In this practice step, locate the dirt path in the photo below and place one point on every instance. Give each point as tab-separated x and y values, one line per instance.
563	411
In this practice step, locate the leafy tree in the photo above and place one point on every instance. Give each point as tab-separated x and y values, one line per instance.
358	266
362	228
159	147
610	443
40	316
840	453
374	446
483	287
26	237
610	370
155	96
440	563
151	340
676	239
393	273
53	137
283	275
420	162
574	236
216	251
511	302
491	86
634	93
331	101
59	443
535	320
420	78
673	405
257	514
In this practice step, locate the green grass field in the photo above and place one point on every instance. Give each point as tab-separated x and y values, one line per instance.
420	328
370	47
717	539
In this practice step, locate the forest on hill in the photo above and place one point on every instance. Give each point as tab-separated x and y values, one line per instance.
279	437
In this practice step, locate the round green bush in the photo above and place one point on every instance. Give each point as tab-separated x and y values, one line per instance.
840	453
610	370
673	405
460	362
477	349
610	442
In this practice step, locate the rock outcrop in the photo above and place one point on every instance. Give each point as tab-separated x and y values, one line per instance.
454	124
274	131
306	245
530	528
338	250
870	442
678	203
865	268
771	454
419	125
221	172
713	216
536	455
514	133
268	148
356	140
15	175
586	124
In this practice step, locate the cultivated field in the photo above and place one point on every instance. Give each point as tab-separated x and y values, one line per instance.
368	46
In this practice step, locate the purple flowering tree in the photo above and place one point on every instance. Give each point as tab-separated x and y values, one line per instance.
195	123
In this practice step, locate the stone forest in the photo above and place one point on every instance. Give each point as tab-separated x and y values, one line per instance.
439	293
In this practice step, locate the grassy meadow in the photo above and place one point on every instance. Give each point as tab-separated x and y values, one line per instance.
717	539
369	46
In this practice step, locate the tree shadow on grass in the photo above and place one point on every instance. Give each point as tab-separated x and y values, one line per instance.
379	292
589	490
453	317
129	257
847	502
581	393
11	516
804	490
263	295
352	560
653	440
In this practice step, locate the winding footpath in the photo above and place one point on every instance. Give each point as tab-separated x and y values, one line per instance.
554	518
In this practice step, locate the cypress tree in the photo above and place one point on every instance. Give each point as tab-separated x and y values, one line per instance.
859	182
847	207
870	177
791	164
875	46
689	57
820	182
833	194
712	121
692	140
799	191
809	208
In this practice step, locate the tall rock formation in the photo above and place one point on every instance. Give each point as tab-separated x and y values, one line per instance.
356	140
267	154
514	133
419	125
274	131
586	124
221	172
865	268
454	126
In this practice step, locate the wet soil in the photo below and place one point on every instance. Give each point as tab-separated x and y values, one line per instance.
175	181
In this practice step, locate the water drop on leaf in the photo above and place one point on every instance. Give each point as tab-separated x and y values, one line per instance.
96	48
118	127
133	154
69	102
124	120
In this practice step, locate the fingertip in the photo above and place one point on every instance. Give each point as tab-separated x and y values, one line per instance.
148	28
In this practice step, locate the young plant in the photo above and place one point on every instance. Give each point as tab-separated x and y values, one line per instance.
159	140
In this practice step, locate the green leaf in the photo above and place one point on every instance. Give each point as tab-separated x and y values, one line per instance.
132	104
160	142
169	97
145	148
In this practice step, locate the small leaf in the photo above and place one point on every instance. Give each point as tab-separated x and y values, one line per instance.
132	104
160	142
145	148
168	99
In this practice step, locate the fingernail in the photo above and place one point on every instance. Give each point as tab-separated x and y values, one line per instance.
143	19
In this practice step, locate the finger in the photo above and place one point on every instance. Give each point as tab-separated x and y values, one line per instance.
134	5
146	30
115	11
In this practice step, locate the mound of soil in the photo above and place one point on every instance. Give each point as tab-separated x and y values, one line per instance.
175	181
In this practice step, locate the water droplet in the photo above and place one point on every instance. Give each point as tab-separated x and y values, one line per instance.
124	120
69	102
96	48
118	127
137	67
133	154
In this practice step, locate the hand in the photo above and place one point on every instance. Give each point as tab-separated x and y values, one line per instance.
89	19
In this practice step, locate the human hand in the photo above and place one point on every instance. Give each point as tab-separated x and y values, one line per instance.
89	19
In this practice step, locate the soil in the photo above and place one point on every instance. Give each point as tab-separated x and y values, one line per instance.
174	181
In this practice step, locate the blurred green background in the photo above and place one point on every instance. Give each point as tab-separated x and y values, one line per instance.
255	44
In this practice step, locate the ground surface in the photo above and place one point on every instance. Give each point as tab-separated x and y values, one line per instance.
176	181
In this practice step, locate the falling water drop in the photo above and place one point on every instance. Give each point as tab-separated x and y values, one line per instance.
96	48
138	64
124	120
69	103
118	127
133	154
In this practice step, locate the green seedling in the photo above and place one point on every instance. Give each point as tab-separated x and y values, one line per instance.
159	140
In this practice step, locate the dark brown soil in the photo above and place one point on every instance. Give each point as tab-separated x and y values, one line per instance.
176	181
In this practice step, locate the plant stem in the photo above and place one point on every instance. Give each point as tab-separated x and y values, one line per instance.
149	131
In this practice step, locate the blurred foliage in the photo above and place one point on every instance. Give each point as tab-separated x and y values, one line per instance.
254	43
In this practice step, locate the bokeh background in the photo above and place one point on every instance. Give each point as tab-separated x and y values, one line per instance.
--
_What is asked_. Print every item above again, unchanged.

_Task solution_.
In this practice step, locate the dirt path in the photo below and place one point on every instance. Give each point as tab-separated x and y values, one line per instance.
563	411
In this practice step, locate the leafy tree in the photo above and place one point on every instance. Give each point as tab-separated x and y values, one line per instance.
358	266
362	228
159	147
610	443
40	316
840	453
374	446
483	287
26	237
610	370
155	96
440	563
151	340
676	239
393	273
53	137
283	275
420	162
574	236
216	251
511	302
491	86
634	93
331	101
59	443
535	320
420	78
673	405
257	514
In this practice step, locate the green grass field in the photo above and place one point on every instance. Give each point as tab-separated x and y values, one line per instance.
420	328
370	47
717	539
In this practice step, locate the forest on hill in the photo above and place one point on every instance. Give each point as tab-separated x and y values, one line per instance.
279	437
In this practice step, locate the round green bush in the photo above and place one point on every instance. Give each point as tab-separated x and y values, one line per instance.
840	453
610	370
673	405
460	362
477	349
610	442
In this practice step, locate the rock outcrop in the photo above and place one point on every instance. Give each point as tab-separated x and y values, one line per instance.
454	124
274	131
306	245
530	528
338	250
870	442
678	203
865	268
771	454
419	125
221	172
713	216
536	455
514	133
268	148
356	140
15	175
586	124
In this practice step, locate the cultivated field in the photo above and place one point on every instance. Give each point as tab-separated x and y values, one line per instance.
368	46
In this practice step, locate the purple flowering tree in the photo above and place one point on every instance. Give each point as tab-separated x and y values, one line per instance.
195	123
In this practice step, locate the stone forest in the photo above and place one point on every instance. Give each point as tab-separated x and y values, one line per instance.
439	293
In this practice step, locate the grassy meadow in the photo above and place one point on every instance. Give each point as tab-separated x and y values, one line per instance.
717	539
369	46
In this practice step, locate the tree shadow on grass in the photo above and place one point on every instance. Give each point as tab-separated x and y values, one line per instance.
379	292
589	490
453	317
129	257
847	502
581	393
11	516
804	490
263	295
352	560
653	440
In this practice step, locate the winding footpath in the photo above and place one point on every instance. Give each point as tab-separated x and y values, one line per instance.
554	518
In this practice step, locate the cypress tree in the photo above and place one point on every instance. Give each point as tab-separated x and y values, one line per instance.
859	182
847	207
870	177
791	164
875	46
689	57
820	182
833	194
712	121
692	140
799	191
809	208
In this practice step, locate the tall rock formation in the photo above and place one point on every instance. Give each point as tab-separated x and y values, one line per instance.
356	140
267	154
514	133
419	125
274	131
586	124
221	172
865	268
454	126
In this practice step, locate the wet soil in the photo below and place one point on every instance. Give each point as tab-separated x and y values, one line per instance.
175	181
In this practice step, locate the water drop on leaf in the photo above and place one point on every instance. Give each point as tab-separated x and y values, one line per instance.
96	48
118	127
133	154
69	102
124	120
In this practice step, locate the fingertip in the photo above and place one point on every instance. Give each point as tab-separated x and y values, one line per instance.
148	28
In this practice step, locate the young plant in the photo above and place one point on every instance. Give each point as tab-separated x and y values, one line per instance.
159	140
In this practice step, locate the green leaf in the photo above and place one point on every instance. Give each point as tab-separated x and y values, one line per instance.
132	104
160	142
169	97
145	148
In this practice step, locate the small leaf in the photo above and place one point on every instance. Give each point as tab-separated x and y values, one line per instance.
132	104
160	142
145	148
168	99
In this practice step, locate the fingernail in the photo above and place one point on every instance. Give each point as tab-separated x and y values, one line per instance.
143	19
In this practice step, locate the finger in the photo above and place one point on every instance. Give each point as tab-separated x and y values, one line per instance.
134	5
146	30
115	11
In this practice step, locate the mound of soil in the photo above and place one point on every instance. Give each point as tab-separated x and y values, one line per instance.
175	181
In this practice step, locate the water droplet in the photo above and place one point on every instance. Give each point as tab-separated x and y values, one line per instance.
124	120
69	102
96	48
118	127
137	67
133	154
In this practice step, locate the hand in the photo above and place one point on every instance. Give each point as tab-separated x and y values, one line per instance.
89	19
In this practice step, locate the human hand in the photo above and place one point on every instance. Give each point as tab-separated x and y values, one line per instance.
89	19
In this practice step, locate the soil in the photo above and place one point on every instance. Give each point as tab-separated x and y values, one line per instance.
174	181
In this practice step, locate the blurred green background in the photo above and place one point on every instance. Give each point as tab-separated x and y values, one line per instance.
255	44
In this practice step, locate the ground surface in the photo above and place one point on every instance. Give each point as tab-separated x and y values, one line per instance.
176	181
In this practice step, locate the falling water drop in the photo above and place one point on every instance. Give each point as tab-separated x and y values, one line per instance.
96	48
138	64
124	120
69	103
118	127
133	154
In this practice step, locate the green seedling in the photo above and place one point on every instance. Give each point as tab-separated x and y values, one line per instance.
159	140
In this practice step, locate the dark brown soil in the photo above and place one point on every instance. Give each point as tab-separated x and y values, one line per instance.
176	181
In this practice step, locate the plant stem in the photo above and place one point on every instance. Give each point as tab-separated x and y values, one line per instance.
149	131
In this practice step, locate the blurred foliage in the photo above and place one point on every instance. Give each point as tab-separated x and y values, one line per instance.
254	43
In this practice step, locate the bokeh background in the photo above and place one point on every instance. Give each point as tab-separated x and y values, one line per instance.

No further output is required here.